# TASK TO COMPLETE:
Each line below from the one containing "Target: thin branch" through the one containing "of the fallen" should be output exactly as it stands, and no other line should appear.

[Saved entries]
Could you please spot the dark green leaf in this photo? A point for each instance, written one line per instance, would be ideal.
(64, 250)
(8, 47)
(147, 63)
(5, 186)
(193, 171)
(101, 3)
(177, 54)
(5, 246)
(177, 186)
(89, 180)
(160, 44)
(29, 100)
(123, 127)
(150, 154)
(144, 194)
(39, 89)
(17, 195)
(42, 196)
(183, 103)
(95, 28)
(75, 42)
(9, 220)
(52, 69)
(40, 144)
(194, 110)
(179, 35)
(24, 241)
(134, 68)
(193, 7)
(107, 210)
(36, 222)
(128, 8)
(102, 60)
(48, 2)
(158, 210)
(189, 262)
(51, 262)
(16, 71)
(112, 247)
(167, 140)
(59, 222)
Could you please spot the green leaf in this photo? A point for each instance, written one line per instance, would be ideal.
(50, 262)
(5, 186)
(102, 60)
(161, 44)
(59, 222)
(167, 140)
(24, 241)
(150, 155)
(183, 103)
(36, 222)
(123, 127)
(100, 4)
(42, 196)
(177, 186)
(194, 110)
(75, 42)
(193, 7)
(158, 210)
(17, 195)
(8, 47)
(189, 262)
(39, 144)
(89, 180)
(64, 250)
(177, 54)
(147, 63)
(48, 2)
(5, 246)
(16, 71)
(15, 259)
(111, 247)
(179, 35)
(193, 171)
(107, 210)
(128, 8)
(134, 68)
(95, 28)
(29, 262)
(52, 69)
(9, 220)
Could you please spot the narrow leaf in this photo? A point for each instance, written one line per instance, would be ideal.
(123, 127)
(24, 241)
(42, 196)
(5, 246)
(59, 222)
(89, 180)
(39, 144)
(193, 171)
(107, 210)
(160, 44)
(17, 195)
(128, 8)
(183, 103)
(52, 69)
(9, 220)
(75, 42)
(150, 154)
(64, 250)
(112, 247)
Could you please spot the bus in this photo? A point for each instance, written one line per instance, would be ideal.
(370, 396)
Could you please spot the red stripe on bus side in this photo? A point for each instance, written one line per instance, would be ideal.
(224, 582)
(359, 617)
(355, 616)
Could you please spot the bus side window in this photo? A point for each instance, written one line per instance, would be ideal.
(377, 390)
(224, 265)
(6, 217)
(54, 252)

* * *

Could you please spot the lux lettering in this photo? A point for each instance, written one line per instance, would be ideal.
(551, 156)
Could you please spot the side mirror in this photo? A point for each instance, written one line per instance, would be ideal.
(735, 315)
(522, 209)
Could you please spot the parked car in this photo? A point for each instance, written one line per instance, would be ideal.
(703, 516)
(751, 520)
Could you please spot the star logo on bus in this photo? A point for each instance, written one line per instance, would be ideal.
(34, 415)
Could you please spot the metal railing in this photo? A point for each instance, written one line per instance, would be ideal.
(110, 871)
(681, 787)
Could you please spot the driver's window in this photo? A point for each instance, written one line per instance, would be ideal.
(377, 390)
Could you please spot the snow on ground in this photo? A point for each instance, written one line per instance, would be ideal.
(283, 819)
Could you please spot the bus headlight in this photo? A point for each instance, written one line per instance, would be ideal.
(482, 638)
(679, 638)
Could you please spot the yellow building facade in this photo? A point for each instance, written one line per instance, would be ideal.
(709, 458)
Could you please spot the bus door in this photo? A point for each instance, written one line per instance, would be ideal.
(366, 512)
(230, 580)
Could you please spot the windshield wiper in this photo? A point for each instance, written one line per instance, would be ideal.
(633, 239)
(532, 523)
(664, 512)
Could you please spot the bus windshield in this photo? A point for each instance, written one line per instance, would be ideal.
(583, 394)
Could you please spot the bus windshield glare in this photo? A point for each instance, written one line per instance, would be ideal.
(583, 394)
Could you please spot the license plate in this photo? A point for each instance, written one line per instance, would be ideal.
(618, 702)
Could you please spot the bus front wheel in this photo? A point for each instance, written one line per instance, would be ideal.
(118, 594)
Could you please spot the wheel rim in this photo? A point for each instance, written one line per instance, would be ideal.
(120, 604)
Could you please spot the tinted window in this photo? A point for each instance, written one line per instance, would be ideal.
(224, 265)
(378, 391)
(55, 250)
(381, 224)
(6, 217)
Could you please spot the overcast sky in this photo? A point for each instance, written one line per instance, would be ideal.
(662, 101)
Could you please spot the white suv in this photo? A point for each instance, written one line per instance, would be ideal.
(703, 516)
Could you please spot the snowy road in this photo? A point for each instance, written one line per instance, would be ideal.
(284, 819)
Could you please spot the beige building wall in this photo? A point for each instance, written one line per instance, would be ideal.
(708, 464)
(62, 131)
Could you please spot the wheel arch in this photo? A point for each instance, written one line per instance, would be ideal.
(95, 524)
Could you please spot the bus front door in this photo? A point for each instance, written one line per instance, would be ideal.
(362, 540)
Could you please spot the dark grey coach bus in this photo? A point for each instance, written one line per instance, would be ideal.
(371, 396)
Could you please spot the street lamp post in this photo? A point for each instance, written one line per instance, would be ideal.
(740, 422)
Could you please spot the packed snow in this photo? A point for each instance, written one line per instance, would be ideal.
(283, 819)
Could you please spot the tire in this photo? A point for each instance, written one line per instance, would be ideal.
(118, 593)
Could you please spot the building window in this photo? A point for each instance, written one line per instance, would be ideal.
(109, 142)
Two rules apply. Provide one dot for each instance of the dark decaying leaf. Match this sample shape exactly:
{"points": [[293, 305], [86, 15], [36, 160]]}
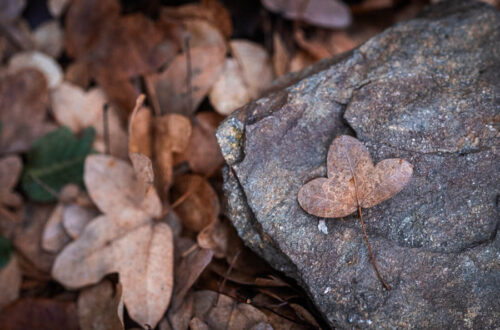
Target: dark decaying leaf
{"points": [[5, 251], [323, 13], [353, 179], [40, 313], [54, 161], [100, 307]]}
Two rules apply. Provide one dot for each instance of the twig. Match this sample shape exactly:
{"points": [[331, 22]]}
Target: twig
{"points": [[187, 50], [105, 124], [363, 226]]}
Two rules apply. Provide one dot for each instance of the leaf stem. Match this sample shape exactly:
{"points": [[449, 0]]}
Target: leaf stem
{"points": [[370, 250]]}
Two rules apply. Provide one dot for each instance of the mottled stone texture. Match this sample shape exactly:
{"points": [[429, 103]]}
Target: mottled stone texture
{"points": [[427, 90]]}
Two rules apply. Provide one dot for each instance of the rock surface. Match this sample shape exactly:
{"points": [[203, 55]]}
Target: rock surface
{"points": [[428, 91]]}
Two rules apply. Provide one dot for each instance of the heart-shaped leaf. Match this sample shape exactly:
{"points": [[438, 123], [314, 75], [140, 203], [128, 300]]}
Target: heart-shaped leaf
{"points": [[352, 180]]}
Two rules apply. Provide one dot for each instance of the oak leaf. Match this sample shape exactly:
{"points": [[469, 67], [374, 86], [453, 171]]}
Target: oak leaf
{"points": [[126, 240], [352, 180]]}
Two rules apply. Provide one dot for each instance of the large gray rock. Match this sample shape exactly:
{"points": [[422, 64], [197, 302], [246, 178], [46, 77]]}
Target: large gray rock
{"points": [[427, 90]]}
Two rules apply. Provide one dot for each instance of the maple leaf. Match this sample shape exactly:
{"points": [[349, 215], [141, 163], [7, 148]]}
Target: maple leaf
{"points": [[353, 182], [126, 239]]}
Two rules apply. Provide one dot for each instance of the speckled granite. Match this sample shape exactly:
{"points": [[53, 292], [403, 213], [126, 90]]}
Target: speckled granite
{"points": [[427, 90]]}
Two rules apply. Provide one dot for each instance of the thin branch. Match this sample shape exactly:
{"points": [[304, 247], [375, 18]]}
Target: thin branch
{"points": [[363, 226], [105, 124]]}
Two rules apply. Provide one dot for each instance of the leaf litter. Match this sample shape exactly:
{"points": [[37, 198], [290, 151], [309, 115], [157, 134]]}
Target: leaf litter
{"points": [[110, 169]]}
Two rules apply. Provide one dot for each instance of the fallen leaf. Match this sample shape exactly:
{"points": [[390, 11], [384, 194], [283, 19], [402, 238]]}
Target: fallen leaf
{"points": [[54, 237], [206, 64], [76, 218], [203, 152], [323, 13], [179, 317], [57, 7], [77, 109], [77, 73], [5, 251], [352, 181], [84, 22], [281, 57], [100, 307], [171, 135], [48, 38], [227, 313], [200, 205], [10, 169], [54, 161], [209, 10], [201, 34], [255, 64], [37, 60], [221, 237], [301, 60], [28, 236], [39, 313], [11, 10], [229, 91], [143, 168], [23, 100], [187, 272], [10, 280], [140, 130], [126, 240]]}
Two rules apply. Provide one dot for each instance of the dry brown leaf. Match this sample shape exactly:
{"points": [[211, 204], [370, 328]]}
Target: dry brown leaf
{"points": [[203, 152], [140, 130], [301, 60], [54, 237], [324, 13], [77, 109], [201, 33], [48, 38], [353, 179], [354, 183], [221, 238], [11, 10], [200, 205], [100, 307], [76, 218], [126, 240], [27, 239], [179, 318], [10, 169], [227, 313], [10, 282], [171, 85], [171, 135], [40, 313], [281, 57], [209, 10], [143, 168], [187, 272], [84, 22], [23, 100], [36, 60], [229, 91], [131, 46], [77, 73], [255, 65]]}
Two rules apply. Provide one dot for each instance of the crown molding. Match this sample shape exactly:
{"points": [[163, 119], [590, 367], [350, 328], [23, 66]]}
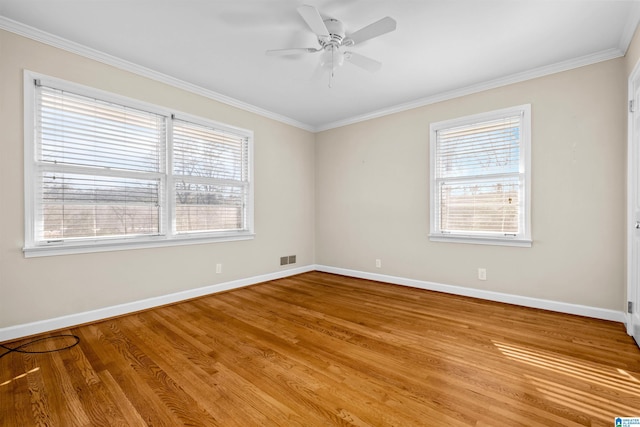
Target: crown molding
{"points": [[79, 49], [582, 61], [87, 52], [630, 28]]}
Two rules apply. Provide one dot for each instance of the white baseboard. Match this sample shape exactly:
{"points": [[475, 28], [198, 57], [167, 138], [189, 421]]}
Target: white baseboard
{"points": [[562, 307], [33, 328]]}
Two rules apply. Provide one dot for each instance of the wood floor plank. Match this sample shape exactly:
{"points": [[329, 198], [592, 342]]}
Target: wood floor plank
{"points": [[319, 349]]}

# WRITTEN RESPONSE:
Target: thin branch
{"points": [[363, 226], [105, 124]]}
Two rules apply. Provide one dot for each instance of the leaf litter. Match this sample shape exactly:
{"points": [[37, 198], [290, 151], [309, 115], [157, 134]]}
Target: leaf litter
{"points": [[110, 169]]}
Two rules apply. Provide one dot for each instance of the fallen leaf. Match this sample shape exactly:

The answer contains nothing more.